::: Material supplied

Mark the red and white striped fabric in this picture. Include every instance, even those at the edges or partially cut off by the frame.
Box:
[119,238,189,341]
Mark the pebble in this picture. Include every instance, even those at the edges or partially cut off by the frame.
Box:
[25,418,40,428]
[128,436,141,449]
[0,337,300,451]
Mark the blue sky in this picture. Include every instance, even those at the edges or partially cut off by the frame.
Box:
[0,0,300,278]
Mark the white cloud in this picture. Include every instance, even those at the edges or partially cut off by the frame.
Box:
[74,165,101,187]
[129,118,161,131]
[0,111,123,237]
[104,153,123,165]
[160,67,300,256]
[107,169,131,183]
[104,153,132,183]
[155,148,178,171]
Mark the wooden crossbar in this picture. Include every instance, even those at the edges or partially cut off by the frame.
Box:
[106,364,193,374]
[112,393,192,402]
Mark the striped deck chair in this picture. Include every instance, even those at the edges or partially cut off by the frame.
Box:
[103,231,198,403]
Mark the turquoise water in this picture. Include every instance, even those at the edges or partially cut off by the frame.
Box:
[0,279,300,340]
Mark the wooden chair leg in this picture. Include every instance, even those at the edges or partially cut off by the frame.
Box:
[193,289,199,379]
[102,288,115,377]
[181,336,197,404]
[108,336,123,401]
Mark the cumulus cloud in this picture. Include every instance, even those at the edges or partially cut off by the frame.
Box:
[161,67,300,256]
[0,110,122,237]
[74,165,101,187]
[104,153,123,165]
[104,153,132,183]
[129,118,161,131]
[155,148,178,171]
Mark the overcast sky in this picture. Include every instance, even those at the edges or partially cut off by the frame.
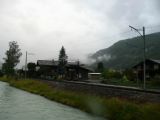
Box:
[0,0,160,65]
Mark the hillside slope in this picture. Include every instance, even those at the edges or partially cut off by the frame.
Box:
[91,32,160,69]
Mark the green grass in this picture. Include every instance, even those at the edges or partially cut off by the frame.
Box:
[0,78,160,120]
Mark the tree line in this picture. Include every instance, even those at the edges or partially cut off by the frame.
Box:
[0,41,68,77]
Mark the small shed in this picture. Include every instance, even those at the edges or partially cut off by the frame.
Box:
[88,73,101,80]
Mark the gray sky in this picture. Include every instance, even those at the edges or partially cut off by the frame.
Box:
[0,0,160,65]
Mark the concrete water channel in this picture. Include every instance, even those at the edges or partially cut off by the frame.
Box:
[0,82,104,120]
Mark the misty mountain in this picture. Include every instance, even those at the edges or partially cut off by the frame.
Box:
[91,32,160,69]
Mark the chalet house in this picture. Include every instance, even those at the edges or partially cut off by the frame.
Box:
[133,59,160,80]
[37,60,92,80]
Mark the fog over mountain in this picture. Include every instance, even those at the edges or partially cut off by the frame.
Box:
[0,0,160,66]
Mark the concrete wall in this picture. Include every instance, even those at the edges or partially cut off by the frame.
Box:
[44,81,160,103]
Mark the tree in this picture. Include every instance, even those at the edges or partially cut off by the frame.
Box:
[59,46,68,77]
[2,41,22,76]
[96,62,104,73]
[27,62,36,77]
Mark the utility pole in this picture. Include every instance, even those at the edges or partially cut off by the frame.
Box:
[25,51,27,80]
[129,26,146,89]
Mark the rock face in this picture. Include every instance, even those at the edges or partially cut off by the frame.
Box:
[91,32,160,69]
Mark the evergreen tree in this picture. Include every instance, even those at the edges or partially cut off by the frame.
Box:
[2,41,22,76]
[59,46,68,77]
[96,62,104,73]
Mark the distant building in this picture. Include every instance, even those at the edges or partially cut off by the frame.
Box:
[133,59,160,80]
[88,73,101,80]
[37,60,92,80]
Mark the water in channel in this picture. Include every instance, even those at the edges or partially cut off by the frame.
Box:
[0,82,104,120]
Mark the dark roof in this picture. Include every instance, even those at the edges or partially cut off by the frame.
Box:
[37,60,55,66]
[37,60,93,72]
[149,59,160,64]
[133,59,160,68]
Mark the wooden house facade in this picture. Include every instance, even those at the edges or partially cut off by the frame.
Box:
[37,60,92,80]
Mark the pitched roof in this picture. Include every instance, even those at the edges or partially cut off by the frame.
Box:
[37,60,93,72]
[37,60,55,66]
[149,59,160,64]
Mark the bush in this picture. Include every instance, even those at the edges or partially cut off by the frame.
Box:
[0,70,3,77]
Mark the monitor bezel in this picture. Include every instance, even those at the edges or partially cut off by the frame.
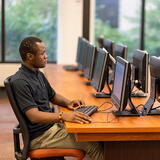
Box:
[91,48,109,92]
[111,56,130,111]
[113,44,128,60]
[84,43,96,80]
[132,49,149,93]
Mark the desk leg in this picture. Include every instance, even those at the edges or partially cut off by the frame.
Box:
[104,141,160,160]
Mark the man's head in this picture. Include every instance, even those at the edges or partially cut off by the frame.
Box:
[19,37,48,68]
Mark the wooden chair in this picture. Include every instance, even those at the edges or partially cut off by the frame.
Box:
[4,76,85,160]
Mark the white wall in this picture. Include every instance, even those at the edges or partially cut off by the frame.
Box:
[57,0,83,64]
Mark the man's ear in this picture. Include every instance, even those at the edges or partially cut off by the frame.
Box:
[26,53,34,61]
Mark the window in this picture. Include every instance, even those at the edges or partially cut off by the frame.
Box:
[2,0,57,62]
[145,0,160,56]
[95,0,141,58]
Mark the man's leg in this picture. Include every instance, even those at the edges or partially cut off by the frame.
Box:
[31,124,104,160]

::::::

Task brief
Rewrite all of the lines above as a numbered list, skipping any blank lines. Leave the pictures out of your answer.

Result of this task
1. Mark the red and white striped fabric in this picture. Include every instance, even those at the edges or partially cut off by the frame.
2. Box:
3. [119,238,189,341]
4. Mark the pebble in this picture. Include every instance, even those at the edges or partially cut off by the frame.
5. Box:
6. [25,418,40,428]
7. [128,436,141,449]
8. [0,337,300,451]
9. Mark the blue sky in this picture. Include every instance, even those at the edges or partially cut off by the frame.
10. Box:
11. [0,0,300,278]
12. Mark the white cloud in this picture. Include every instance, even those at the edges or partially cut off by the frame.
13. Box:
14. [74,165,101,187]
15. [129,118,161,131]
16. [0,111,123,237]
17. [104,153,123,165]
18. [160,67,300,256]
19. [107,169,131,183]
20. [104,153,132,183]
21. [155,148,178,171]
22. Mark the wooden crossbar in this picture. Include every instance, even those at the edges or partially cut off by the frame.
23. Box:
24. [106,364,193,374]
25. [112,393,192,402]
26. Mark the striped deck chair in this picture. Include every instance, even those at the edges or partially cut off by the frame.
27. Box:
28. [103,231,198,403]
29. Mark the turquoise water in this picture. Include every instance, even those at the edges or partially cut off by the frame.
30. Box:
31. [0,279,300,340]
32. Mark the wooden chair leg in this picture. Include every instance, even those at the edges or partially cut off by the frame.
33. Box:
34. [193,289,199,379]
35. [102,288,115,377]
36. [181,336,197,404]
37. [108,336,123,401]
38. Mark the cumulus cloud in this picture. Include every instance, even those at the edges or partially cut off by the frame.
39. Box:
40. [161,67,300,256]
41. [0,110,122,237]
42. [74,165,101,187]
43. [104,153,123,165]
44. [104,153,132,183]
45. [129,118,161,131]
46. [155,148,178,171]
47. Mark the overcast sky in this picture. Include every instance, even those at the edges or partially cut off by the frame.
48. Box:
49. [0,0,160,65]
50. Mark the hillside slope in this picture. Include every instance, even those at the edges or partially cut off by the frame.
51. Box:
52. [91,32,160,69]
53. Mark the green grass in this picture. Include every instance, even those at the edges or partially cut off by the frame.
54. Box:
55. [0,78,160,120]
56. Mark the tree line in this picture. Include every instance, even those at the edges or partially cut off by the frame.
57. Box:
58. [0,41,68,77]
59. Mark the small shed in this picture. Include every instance, even those at the edges or partially cut off by the frame.
60. Box:
61. [88,73,101,80]
62. Mark the gray sky in this picture. Include every instance, even those at the edges or partially cut off by the frame.
63. Box:
64. [0,0,160,65]
65. Mark the concrete water channel in this picture. Include every instance, even those at the edges or partially cut off by the frame.
66. Box:
67. [0,82,104,120]
68. Mark the misty mountain in this picture. Include every instance, even those at the edges or partially cut off by the frame.
69. Box:
70. [91,32,160,69]
71. Mark the chalet house in this picture. Include every instance, even those at the edges or partially cut off by the frame.
72. Box:
73. [133,59,160,80]
74. [37,60,92,80]
75. Mark the fog over mountain in this picture. Include every instance, even those at the edges or partially cut off by the frame.
76. Box:
77. [0,0,160,66]
78. Mark the concrete wall in this picture. Include every instance, even those at the edges or partially cut off by the frame.
79. Box:
80. [44,81,160,103]
81. Mark the tree in this picture. Include every instance, even those at the edges or partially cut off by the frame.
82. Box:
83. [59,46,68,77]
84. [2,41,22,76]
85. [96,62,104,73]
86. [27,62,36,77]
87. Mark the utility pole in this picture. Include every instance, even those at the edges or partially cut off by the frame.
88. Box:
89. [25,51,27,80]
90. [129,26,146,89]
91. Mark the rock face in this picture. Include every instance, even those at the edges or partially cut off by the frame.
92. Box:
93. [91,32,160,69]
94. Mark the evergreen tree in this picture. Include every instance, even those at the edges or partially cut off by the frame.
95. Box:
96. [2,41,22,76]
97. [59,46,68,77]
98. [96,62,104,73]
99. Mark the distant building in this picture. Include every instance, even those at the edges or partially cut off by the frame.
100. Box:
101. [133,59,160,80]
102. [88,73,101,80]
103. [37,60,92,80]
104. Mark the water in channel in this picture. Include every instance, even those at the edges or partially cut off by the frame.
105. Box:
106. [0,82,104,120]
107. Mark the dark roof in this picture. Include every instance, even those at the edges or partially cut off by the frame.
108. Box:
109. [37,60,55,66]
110. [37,60,93,72]
111. [149,59,160,64]
112. [133,59,160,68]
113. Mark the wooden house facade in this picture. Include every instance, even those at the edges or partially cut off by the frame.
114. Box:
115. [37,60,92,80]
116. Mark the pitched roof in this picture. Include every instance, even those at the edges or partially cut off by the frame.
117. Box:
118. [37,60,93,72]
119. [37,60,55,66]
120. [149,59,160,64]
121. Mark the bush in this picture. Include every instance, even those at the edges or partially cut off by the frame.
122. Box:
123. [0,70,3,77]
124. Mark the monitor bezel in this picture. Include every instance, even those at the edges or partially cut off by the frame.
125. Box:
126. [91,48,109,92]
127. [111,56,130,111]
128. [113,44,128,60]
129. [84,43,96,80]
130. [132,49,149,93]
131. Mark the desk leg in this picture. Include every instance, even those at the edges or partially cut off by the frame.
132. Box:
133. [104,141,160,160]
134. Mark the man's head in this picture. Include every instance, even those at the edges or partially cut off by the frame.
135. Box:
136. [19,37,48,68]
137. Mark the wooden chair in this picture. Include every instance, even those at the edges or partially cut off by the frame.
138. Box:
139. [4,76,85,160]
140. Mark the white wall in this picture. Include every instance, even those at the edges or partially cut off by the frame.
141. Box:
142. [57,0,83,64]
143. Mark the man's ear in this picture. Include every instance, even those at the edges or partially cut off by the frame.
144. Box:
145. [26,53,34,61]
146. Mark the window in this picture. Include every instance, even those at the edges or partially cut off by the frame.
147. Box:
148. [2,0,57,62]
149. [145,0,160,56]
150. [95,0,141,58]
151. Mark the man's leg in this picture. Include every instance, even those at the edges or partially cut off by the frame.
152. Box:
153. [31,124,104,160]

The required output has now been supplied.